**VORLIEGENDER TEXT:**
^^^^

Die Liste der Crashprognosen von Mr. Dax ist lang...

Dirk Müller's Liste der Crash-Warnungen ist definitiv nicht kurz:

2011, 11. Dezember im Stern-Interview: 

"Meine wahrscheinlichste Variante ist der große Wirtschaftseinbruch, befeuert durch China. Die Staaten sind dann gezwungen, sehr unkonventionelle Massnahmen zu ergreifen. Das kann eine Inflationierung sein oder ein Schuldenschnitt. Spätestens in drei Jahren erzwingen die Märkte eine Lösung. Nach dieser Neuaufstellung erfolgt ein lang anhaltender Aufschwung."

2012, 03. Dezember: Focus Money --> Dirk Müller: Crash-Gefahr bei 60 Prozent

Bei einem Dax-Stand von ca. 7400 Punkten wird Müller wie folgt zitiert: "Ich würde es mit 60: 40 beziffern, dass wir noch mal deutlich runterkommen."

2013, 30. April: Interview Wirtschaftswoche im Rahmen seines neuen Buches Showdown

Auf die Frage "Bleiben also nur noch Aktien als sinnvolle Geldanlage?" antwortet Müller:
"Ja. Allerdings besteht die Gefahr, dass wir ähnlich wie beim Gold auch bei Aktien bald deutliche Kursverluste sehen könnten.

^^^^

**AUFGABENSTELLUNG:**
1. Beantworten Sie anhand des Texts über Dirk Müllers Crash-Warnungen folgende Fragen:
(a) In welchem Magazin erschien das Interview vom 11. Dezember 2011?
(b) Bei welchem ungefähren Dax-Stand wird Müller im Dezember 2012 zitiert?
(c) Wie heißt das Buch, in dessen Rahmen das Interview vom 30. April 2013 geführt wurde?
2. Geben Sie den Abschnitt aus dem Text über Dirk Müllers Crash-Warnungen wortgetreu wieder, der bei den Worten „Bei einem Dax-Stand“ beginnt und nach den Worten „Kursverluste sehen könnten.“ endet.

**EXTRAHIERTE DATENSÄTZE:**
^^^^

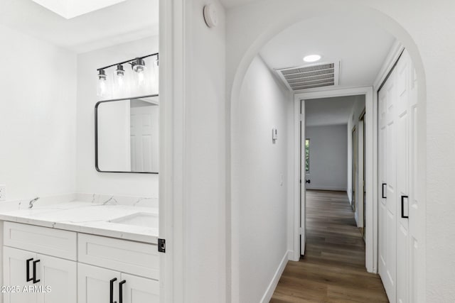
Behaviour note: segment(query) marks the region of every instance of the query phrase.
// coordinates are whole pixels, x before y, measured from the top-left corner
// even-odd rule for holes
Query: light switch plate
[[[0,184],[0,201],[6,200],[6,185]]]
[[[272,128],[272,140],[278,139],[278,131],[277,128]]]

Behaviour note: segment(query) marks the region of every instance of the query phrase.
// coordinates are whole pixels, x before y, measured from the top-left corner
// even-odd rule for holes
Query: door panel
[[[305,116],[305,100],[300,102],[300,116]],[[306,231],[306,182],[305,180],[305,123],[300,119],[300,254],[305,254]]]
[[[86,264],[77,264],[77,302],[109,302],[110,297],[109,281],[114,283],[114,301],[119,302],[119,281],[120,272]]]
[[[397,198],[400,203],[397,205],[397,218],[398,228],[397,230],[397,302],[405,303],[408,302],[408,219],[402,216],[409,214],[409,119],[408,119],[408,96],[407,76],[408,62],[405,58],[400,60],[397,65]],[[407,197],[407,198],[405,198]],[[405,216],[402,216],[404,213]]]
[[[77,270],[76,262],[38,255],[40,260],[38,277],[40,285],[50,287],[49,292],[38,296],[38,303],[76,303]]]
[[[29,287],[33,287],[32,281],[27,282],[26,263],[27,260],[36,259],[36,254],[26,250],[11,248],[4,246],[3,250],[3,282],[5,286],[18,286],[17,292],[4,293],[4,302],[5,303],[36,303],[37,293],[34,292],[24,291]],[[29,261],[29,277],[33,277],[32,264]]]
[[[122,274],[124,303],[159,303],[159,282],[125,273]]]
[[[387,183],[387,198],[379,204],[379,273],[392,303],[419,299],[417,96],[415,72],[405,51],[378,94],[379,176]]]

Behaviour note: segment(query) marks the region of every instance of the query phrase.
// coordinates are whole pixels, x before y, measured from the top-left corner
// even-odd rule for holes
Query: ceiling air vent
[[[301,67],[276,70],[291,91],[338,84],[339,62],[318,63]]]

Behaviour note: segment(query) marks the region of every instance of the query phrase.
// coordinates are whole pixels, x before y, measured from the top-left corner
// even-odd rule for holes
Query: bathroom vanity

^^^^

**LÖSUNGEN JE AUFGABE:**
1.
(a) Im Stern.
(b) Bei ca. 7400 Punkten.
(c) Showdown.

2.
Bei einem Dax-Stand von ca. 7400 Punkten wird Müller wie folgt zitiert: "Ich würde es mit 60: 40 beziffern, dass wir noch mal deutlich runterkommen."

2013, 30. April: Interview Wirtschaftswoche im Rahmen seines neuen Buches Showdown

Auf die Frage "Bleiben also nur noch Aktien als sinnvolle Geldanlage?" antwortet Müller:
"Ja. Allerdings besteht die Gefahr, dass wir ähnlich wie beim Gold auch bei Aktien bald deutliche Kursverluste sehen könnten.